— What to work on —
Reproduce the entries verbatim; no pictures.

— Provided entries —
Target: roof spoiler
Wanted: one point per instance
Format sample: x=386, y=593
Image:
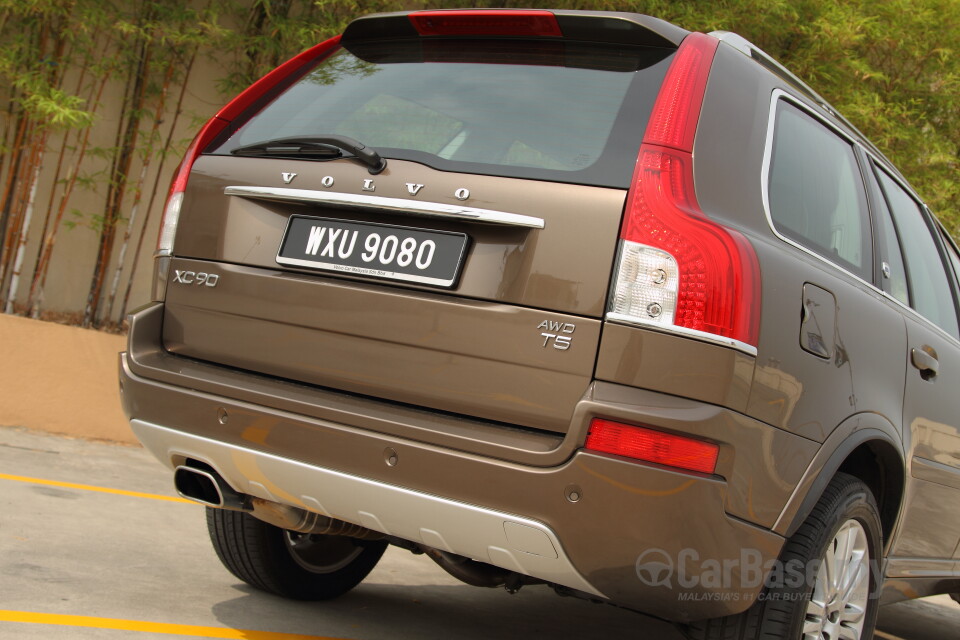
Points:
x=578, y=26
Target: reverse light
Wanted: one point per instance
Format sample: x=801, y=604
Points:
x=648, y=445
x=259, y=91
x=677, y=269
x=486, y=23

— Result for this exercise —
Target: roof spoiler
Wanted: one point per instance
Format sample: x=386, y=593
Image:
Points:
x=578, y=26
Target: reverse light
Wanted: one point per instance
Format sample: x=801, y=604
Points:
x=648, y=445
x=259, y=91
x=677, y=269
x=486, y=23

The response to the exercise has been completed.